- [Esercizi proposti]:
A) Riassumi in due frasi il brano sui lupi mannari.
B) Trascrivi senza modifiche il tratto del brano sui lupi mannari che va da "Eppure, nonostante queste" fino a "sensibilità pop ammirevole.".

- [Brano da leggere]:

□ □ □ □

Il primo ad occuparsi letterariamente delle gesta dei licantropi probabilmente fu Petronio, il quale nel Satyricon fa raccontare al liberto Nicerote (durante la celeberrima cena a casa del ricco Trimalcione) l’incontro da incubo avuto in un cimitero con un soldato capace di trasformarsi in un lupo mannaro e così affamato da far strage di un gregge di pecore. Il filo rosso sangue delle gesta di queste creature soggette a mutazioni nelle notti di luna piena è stato nel tempo seguito da autori del calibro di Alexandre Dumas (Il signore dei lupi), Guy De Maupassant (Il lupo), Luigi Pirandello (Male di luna), Rudyard Kipling (Il marchio della bestia), Stephen King (Unico indizio la luna piena), Fred Vargas (L’uomo a rovescio), Clive Barker (Crepuscolo alle torri), Marco Vichi (Nero di luna), Robert R. McCammon (L’ora del lupo).
Eppure, nonostante queste riuscite incursioni narrative, nell’universo licantropico i lupi mannari sono sempre risultati cugini poveri dei vampiri che ne hanno oscurato le gesta nelle classifiche dei bestseller grazie alle loro imprese ma soprattutto grazie alla loro magnetica sensualità. A rinverdire le sorti dei poveri uomini che ululano alla luna non sono bastati i loro ruoli da antagonisti dei signori della notte in serie come Underworld o Twilight, né le loro incursioni in alcuni fortunati romanzi di J.K. Rowling e R.L. Stine. Chissà se a portare alla riscossa i nostri licantropi non sia il recente L’ultimo lupo mannaro (Isbn Edizioni, pagg. 478, euro 16,90) di Glen Duncan, salutato come il romanzo definitivo dedicato a queste creature. Un insolito e piacevole pastiche fra gothic novel e feuilleton, fra il romanzo d’azione e quello horror, scritto con una sensibilità pop ammirevole.

□ □ □ □

- [Dati forniti]:
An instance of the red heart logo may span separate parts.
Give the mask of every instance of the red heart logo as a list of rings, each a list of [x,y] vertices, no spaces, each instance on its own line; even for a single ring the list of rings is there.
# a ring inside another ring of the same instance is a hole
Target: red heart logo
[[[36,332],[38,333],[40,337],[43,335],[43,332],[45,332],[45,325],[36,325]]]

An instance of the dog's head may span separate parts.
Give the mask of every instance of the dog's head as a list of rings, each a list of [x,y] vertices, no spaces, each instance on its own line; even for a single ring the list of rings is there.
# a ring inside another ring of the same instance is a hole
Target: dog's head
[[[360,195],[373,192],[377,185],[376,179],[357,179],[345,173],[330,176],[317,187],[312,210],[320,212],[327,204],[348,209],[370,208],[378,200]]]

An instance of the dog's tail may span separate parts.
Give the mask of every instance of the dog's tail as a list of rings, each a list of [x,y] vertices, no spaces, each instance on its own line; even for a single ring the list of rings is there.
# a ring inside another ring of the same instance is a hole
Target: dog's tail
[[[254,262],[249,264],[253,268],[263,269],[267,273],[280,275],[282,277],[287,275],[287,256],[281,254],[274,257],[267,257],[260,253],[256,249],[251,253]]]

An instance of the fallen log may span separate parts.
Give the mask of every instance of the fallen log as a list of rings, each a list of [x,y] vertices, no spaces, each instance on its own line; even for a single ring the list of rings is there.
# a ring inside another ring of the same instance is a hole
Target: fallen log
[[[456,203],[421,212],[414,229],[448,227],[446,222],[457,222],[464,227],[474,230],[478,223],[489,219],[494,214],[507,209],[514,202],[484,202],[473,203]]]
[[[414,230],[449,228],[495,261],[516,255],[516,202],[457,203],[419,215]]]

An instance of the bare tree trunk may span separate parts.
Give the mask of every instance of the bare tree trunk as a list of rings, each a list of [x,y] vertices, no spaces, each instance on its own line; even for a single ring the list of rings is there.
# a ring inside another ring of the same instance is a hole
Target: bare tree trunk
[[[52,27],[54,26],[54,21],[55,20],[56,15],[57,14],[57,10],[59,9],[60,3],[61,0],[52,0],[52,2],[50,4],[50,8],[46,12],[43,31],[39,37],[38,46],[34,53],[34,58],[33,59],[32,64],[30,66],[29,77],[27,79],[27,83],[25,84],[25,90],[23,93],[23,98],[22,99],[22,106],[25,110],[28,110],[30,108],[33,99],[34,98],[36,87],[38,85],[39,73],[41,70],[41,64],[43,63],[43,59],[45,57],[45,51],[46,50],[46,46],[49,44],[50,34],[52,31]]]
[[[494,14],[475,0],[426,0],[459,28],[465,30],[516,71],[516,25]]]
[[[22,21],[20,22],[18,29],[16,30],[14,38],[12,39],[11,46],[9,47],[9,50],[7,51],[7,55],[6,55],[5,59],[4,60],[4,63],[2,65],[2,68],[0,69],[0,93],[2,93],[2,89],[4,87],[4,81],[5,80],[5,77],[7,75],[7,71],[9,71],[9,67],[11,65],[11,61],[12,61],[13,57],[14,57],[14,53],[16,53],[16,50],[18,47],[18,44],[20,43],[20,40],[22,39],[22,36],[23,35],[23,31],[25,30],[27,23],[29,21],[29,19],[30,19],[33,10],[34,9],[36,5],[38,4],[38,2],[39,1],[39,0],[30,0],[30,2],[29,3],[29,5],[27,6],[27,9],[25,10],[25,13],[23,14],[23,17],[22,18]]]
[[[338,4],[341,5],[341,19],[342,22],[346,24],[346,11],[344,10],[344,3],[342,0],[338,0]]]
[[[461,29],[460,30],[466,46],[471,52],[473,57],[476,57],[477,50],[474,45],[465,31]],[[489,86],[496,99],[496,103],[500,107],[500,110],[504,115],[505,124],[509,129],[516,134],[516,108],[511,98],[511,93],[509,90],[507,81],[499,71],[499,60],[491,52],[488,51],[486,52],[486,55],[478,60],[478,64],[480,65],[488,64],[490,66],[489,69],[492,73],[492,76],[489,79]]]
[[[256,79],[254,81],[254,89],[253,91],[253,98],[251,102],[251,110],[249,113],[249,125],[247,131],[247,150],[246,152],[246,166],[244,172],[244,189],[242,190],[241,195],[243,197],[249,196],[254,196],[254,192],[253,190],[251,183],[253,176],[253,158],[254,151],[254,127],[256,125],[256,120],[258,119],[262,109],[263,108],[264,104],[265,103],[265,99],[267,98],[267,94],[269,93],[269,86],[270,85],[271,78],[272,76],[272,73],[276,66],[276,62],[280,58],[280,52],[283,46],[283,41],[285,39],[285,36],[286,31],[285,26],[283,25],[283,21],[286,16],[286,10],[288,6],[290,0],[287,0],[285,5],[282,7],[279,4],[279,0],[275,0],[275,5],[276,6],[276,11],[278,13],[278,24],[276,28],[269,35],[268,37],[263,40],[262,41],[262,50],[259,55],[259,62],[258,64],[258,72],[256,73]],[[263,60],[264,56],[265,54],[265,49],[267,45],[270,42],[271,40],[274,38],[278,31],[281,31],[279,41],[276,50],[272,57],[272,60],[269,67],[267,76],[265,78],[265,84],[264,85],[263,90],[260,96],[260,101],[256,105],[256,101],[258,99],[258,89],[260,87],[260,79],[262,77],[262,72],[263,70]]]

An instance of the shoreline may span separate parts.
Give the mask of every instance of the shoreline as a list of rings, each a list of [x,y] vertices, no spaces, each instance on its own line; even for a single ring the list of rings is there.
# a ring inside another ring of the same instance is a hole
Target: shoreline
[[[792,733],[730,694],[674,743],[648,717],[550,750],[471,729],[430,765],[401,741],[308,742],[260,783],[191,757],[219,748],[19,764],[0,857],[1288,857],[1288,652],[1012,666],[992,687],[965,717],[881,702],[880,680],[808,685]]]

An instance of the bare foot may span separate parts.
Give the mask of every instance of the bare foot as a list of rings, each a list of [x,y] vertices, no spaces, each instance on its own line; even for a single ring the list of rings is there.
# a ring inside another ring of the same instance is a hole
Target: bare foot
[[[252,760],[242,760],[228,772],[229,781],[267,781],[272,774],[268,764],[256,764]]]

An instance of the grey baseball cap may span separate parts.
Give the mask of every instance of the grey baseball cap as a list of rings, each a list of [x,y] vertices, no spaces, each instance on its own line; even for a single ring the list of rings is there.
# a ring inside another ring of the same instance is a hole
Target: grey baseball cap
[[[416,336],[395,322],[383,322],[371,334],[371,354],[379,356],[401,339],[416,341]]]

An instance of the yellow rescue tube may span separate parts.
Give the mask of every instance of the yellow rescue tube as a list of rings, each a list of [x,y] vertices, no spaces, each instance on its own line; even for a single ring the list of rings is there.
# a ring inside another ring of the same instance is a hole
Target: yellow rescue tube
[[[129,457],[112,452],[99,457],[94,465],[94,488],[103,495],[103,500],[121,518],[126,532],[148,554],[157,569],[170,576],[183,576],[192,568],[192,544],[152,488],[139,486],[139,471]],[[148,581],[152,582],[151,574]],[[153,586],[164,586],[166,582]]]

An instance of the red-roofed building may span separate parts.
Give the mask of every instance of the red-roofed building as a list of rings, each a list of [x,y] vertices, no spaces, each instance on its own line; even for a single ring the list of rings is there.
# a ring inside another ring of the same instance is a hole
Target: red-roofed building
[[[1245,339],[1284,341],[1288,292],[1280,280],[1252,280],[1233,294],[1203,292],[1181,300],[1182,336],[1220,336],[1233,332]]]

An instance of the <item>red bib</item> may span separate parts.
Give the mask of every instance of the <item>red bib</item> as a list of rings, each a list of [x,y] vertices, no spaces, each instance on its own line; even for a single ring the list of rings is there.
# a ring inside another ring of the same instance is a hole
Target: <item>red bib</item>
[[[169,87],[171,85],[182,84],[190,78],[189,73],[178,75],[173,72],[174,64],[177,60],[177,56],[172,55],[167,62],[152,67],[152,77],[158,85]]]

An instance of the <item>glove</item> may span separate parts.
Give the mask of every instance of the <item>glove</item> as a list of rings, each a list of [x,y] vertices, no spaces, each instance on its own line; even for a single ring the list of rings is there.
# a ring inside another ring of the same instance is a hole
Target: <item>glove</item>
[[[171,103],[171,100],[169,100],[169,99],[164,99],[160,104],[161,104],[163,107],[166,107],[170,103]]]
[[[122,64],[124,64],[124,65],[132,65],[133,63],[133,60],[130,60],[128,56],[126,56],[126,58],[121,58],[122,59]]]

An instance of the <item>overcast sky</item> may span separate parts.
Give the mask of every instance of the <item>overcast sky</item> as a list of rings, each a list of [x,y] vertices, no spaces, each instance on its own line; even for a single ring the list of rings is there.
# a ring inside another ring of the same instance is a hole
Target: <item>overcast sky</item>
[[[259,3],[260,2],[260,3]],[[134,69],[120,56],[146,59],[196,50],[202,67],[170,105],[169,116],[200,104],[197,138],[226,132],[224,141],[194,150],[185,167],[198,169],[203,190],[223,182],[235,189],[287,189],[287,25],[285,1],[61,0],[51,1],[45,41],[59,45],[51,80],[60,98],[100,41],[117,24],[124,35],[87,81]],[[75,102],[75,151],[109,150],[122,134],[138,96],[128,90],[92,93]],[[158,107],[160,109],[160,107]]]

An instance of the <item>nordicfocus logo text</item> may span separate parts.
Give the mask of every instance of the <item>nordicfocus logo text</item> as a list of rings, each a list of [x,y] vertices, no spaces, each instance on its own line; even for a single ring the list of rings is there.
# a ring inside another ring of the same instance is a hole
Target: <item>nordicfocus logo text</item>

□ □ □ □

- [Risultati]:
A) Petronio fu probabilmente il primo a occuparsi letterariamente dei licantropi, con il racconto del liberto Nicerote nel Satyricon, e in seguito ne hanno narrato le gesta autori come Dumas, Maupassant, Pirandello, Kipling e Stephen King. Tuttavia i lupi mannari sono sempre rimasti cugini poveri dei vampiri, e resta da vedere se L'ultimo lupo mannaro di Glen Duncan, salutato come il romanzo definitivo su queste creature, riuscirà a portarli alla riscossa.

B)
Eppure, nonostante queste riuscite incursioni narrative, nell’universo licantropico i lupi mannari sono sempre risultati cugini poveri dei vampiri che ne hanno oscurato le gesta nelle classifiche dei bestseller grazie alle loro imprese ma soprattutto grazie alla loro magnetica sensualità. A rinverdire le sorti dei poveri uomini che ululano alla luna non sono bastati i loro ruoli da antagonisti dei signori della notte in serie come Underworld o Twilight, né le loro incursioni in alcuni fortunati romanzi di J.K. Rowling e R.L. Stine. Chissà se a portare alla riscossa i nostri licantropi non sia il recente L’ultimo lupo mannaro (Isbn Edizioni, pagg. 478, euro 16,90) di Glen Duncan, salutato come il romanzo definitivo dedicato a queste creature. Un insolito e piacevole pastiche fra gothic novel e feuilleton, fra il romanzo d’azione e quello horror, scritto con una sensibilità pop ammirevole.